§ EXERCISE TASK A
Echo the passage in the AI readiness case study below word for word, starting at "- No clear criteria" and ending at "with existing systems.".

-- start of DOCUMENT --

The Client expected a clear, business-aligned AI adoption strategy with validated use cases and predictable outcomes. So we had to translate fragmented AI experiments into a structured, measurable, and scalable AI roadmap with defined architecture, governance, and cost model.
Additional requirements:
- compliance with data protection regulations;
- integration readiness assessment with existing CRM and claims systems.
Our solution
We delivered an AI/GenAI readiness assessment that defined business opportunities, designed the target architecture, and established a clear path from experimentation to implementation.
Structured evaluation and decision framework
We analyzed the Client’s operations and identified over 20 potential AI use cases across claims processing, customer support, underwriting, and internal knowledge management. Each use case was evaluated based on business impact, implementation complexity, and data availability, enabling the selection of the most valuable scenarios for validation and execution.

Additional features:
- development of a financial model comparing manual and AI-driven workflows;
- definition of integration points with existing systems;
- simulation of system behavior under different usage scenarios.

Business value
Before:
- AI initiatives existed as isolated experiments without alignment to business priorities.
- No clear criteria to evaluate which AI use cases should be implemented.
- Lack of visibility into expected costs and operational impact of AI adoption.
- Uncertainty in how AI solutions would integrate with existing systems.
After:
- AI initiatives are organized into a prioritized roadmap aligned with business objectives.
- Structured framework to evaluate and select high-value use cases, with two prioritized use cases tested in a pilot across three business units.
- Clear financial model enabling predictable cost planning and supporting up to 35% projected cost reduction in claims processing.
- Defined integration approach allowing AI to be embedded into existing workflows and reducing decision-making time for AI investments from months to weeks.

-- end of DOCUMENT --
-- start of RECORDS PROVIDED --

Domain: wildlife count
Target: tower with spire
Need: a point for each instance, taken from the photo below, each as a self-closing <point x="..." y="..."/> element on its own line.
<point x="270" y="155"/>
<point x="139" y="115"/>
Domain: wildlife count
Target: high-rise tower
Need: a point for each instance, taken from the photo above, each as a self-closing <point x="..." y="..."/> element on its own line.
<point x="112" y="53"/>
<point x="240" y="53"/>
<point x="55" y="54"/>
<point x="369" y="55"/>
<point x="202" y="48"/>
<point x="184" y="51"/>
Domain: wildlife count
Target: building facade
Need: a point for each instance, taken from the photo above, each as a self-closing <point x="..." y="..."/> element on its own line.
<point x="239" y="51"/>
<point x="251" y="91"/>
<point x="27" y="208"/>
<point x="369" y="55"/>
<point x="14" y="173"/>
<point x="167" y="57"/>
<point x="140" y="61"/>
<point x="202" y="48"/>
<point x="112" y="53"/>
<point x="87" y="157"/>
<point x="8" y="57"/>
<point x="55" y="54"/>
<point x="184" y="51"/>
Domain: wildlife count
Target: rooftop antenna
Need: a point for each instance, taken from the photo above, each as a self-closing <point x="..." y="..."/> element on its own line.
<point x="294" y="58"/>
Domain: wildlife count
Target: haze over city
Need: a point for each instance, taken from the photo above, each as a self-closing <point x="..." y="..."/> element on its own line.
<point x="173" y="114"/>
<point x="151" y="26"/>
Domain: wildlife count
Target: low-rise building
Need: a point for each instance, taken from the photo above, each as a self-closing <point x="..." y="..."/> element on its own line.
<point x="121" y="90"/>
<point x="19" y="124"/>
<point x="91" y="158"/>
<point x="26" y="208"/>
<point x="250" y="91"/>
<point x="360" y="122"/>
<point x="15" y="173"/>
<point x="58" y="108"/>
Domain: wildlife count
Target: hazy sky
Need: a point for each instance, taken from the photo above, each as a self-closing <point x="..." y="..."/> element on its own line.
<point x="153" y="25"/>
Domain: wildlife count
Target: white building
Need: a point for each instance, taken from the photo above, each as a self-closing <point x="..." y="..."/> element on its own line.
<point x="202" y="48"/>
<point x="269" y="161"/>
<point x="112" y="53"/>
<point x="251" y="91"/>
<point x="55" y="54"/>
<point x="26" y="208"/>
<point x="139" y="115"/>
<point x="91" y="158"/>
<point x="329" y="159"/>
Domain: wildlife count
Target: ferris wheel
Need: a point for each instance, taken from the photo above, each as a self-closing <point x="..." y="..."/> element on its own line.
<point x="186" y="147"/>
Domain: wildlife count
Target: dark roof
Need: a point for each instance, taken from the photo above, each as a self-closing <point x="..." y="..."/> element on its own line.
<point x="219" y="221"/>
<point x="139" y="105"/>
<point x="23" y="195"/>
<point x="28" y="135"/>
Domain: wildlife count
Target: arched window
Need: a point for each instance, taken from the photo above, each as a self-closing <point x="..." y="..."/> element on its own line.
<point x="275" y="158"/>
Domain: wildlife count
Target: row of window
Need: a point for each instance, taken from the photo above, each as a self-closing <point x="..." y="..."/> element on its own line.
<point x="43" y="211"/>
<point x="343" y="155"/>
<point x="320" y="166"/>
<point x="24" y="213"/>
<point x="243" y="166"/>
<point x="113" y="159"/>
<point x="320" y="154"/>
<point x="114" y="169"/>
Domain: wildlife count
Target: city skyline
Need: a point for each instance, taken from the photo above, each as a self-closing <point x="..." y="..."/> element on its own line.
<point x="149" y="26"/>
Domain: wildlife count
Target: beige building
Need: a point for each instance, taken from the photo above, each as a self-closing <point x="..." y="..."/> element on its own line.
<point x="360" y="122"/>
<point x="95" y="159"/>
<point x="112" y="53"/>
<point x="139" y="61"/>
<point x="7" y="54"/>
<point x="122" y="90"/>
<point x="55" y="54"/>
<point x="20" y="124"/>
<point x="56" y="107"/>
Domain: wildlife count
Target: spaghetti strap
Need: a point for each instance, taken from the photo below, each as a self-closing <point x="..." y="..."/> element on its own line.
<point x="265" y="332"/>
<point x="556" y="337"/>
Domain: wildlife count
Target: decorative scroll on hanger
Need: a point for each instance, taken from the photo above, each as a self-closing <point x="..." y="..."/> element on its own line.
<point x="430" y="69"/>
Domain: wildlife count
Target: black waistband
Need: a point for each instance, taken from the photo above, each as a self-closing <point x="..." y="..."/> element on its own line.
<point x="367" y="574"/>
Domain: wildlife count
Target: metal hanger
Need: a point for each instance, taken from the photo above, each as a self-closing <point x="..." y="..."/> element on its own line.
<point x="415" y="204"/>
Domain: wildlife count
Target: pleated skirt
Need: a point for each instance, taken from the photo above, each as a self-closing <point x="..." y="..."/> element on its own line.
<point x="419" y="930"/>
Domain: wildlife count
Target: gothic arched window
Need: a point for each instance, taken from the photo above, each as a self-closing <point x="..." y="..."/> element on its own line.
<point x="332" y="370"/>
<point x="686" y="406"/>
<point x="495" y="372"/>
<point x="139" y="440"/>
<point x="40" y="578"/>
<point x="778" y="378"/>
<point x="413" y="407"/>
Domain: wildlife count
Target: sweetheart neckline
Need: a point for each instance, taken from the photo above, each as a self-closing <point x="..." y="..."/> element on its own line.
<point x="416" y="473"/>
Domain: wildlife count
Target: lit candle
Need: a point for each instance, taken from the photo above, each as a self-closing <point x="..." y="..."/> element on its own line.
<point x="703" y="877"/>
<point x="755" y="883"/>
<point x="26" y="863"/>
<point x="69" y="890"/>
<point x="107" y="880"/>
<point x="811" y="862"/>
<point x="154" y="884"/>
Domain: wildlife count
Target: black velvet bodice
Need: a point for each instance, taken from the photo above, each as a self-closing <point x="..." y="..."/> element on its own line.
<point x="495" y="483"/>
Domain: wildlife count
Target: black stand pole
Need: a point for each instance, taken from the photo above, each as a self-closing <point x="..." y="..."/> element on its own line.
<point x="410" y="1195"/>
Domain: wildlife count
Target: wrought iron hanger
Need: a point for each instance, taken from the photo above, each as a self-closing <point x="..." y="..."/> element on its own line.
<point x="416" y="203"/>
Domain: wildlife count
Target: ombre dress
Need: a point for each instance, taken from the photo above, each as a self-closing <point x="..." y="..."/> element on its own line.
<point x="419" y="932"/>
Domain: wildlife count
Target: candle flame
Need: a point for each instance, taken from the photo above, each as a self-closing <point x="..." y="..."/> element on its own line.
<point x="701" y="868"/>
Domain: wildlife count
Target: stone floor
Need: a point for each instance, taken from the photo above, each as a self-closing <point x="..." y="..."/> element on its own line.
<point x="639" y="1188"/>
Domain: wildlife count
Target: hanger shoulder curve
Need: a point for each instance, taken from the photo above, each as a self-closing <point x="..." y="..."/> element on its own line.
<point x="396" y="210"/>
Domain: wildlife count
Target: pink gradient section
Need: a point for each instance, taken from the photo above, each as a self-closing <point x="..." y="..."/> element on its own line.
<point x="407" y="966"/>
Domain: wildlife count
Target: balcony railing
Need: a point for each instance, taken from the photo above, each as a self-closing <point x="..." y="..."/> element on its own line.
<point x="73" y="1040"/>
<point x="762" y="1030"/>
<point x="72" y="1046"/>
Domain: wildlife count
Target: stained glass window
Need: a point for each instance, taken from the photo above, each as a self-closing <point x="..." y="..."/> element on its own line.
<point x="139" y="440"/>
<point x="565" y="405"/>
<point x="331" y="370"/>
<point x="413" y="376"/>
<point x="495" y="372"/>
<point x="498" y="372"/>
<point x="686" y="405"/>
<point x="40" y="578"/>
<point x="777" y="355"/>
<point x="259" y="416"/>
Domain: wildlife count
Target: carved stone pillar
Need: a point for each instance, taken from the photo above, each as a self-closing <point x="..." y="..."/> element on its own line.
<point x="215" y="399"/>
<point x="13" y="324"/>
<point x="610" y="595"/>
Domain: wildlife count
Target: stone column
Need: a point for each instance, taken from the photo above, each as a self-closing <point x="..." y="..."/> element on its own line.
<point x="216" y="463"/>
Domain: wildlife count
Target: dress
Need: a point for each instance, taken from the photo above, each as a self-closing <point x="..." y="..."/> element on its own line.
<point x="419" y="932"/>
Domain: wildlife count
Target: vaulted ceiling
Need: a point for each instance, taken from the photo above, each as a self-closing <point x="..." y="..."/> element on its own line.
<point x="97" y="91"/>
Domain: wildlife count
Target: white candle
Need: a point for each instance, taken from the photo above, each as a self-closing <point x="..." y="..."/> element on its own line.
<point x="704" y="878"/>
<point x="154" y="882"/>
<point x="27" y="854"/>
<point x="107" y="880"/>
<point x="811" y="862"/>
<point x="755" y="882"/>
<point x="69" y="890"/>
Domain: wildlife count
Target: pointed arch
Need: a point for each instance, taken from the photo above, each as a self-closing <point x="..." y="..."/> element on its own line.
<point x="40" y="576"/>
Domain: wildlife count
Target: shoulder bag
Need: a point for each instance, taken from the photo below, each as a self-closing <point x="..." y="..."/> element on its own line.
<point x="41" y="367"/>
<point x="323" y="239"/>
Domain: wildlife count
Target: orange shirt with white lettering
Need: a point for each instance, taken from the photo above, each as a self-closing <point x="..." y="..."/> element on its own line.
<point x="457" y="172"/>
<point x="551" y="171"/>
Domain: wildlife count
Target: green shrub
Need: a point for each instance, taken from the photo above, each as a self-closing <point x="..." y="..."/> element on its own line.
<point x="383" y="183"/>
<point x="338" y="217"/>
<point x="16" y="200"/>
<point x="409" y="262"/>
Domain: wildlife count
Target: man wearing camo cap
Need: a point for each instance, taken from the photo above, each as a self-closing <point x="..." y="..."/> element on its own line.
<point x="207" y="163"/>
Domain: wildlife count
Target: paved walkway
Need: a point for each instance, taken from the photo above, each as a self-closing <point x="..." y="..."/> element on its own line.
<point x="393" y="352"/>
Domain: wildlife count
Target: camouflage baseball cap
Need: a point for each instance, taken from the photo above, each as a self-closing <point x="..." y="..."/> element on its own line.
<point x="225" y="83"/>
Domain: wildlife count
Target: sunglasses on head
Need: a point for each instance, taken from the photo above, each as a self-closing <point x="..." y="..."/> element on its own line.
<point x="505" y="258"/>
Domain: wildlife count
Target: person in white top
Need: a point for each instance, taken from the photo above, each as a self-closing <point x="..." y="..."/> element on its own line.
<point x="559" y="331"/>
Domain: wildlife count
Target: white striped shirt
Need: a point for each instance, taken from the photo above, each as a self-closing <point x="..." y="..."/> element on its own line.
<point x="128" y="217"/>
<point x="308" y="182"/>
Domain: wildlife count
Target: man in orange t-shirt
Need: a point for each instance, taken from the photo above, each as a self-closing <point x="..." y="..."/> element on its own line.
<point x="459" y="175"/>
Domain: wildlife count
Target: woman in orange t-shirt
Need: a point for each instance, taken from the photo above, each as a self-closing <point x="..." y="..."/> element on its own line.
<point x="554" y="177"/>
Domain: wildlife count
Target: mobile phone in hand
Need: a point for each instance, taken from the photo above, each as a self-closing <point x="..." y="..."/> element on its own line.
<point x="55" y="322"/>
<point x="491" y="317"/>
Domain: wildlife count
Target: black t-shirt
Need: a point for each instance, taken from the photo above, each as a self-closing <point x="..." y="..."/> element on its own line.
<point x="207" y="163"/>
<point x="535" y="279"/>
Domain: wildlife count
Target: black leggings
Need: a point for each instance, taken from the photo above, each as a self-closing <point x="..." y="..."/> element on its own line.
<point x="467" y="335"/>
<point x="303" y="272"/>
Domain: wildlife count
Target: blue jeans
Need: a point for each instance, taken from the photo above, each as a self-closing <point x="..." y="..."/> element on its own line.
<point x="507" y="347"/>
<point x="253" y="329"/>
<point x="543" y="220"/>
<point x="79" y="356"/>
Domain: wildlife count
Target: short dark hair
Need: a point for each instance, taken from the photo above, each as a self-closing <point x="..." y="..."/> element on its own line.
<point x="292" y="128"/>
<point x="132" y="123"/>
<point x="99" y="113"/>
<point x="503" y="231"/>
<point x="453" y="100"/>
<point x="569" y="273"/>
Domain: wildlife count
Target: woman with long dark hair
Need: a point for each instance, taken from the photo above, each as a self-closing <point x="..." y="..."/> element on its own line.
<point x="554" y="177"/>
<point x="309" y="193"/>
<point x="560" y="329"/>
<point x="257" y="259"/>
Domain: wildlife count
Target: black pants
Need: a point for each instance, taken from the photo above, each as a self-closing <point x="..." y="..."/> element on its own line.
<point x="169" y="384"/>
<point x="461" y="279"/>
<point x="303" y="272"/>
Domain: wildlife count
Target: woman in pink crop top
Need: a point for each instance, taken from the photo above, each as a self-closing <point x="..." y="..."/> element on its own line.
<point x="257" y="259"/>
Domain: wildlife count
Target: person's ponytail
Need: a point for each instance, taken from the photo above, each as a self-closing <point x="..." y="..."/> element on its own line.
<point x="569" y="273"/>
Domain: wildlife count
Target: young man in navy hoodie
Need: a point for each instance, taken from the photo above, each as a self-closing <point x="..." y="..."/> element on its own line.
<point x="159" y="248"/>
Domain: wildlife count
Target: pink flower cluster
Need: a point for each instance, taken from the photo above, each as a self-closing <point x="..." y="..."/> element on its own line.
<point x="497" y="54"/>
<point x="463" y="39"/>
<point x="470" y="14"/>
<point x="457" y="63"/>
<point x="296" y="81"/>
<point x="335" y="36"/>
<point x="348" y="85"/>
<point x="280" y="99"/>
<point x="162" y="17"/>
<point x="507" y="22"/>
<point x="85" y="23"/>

-- end of RECORDS PROVIDED --

§ EXERCISE TASK B
Report only the number of lines in the records above that contain the string "city".

§ EXPECTED OUTPUT A
- No clear criteria to evaluate which AI use cases should be implemented.
- Lack of visibility into expected costs and operational impact of AI adoption.
- Uncertainty in how AI solutions would integrate with existing systems.

§ EXPECTED OUTPUT B
2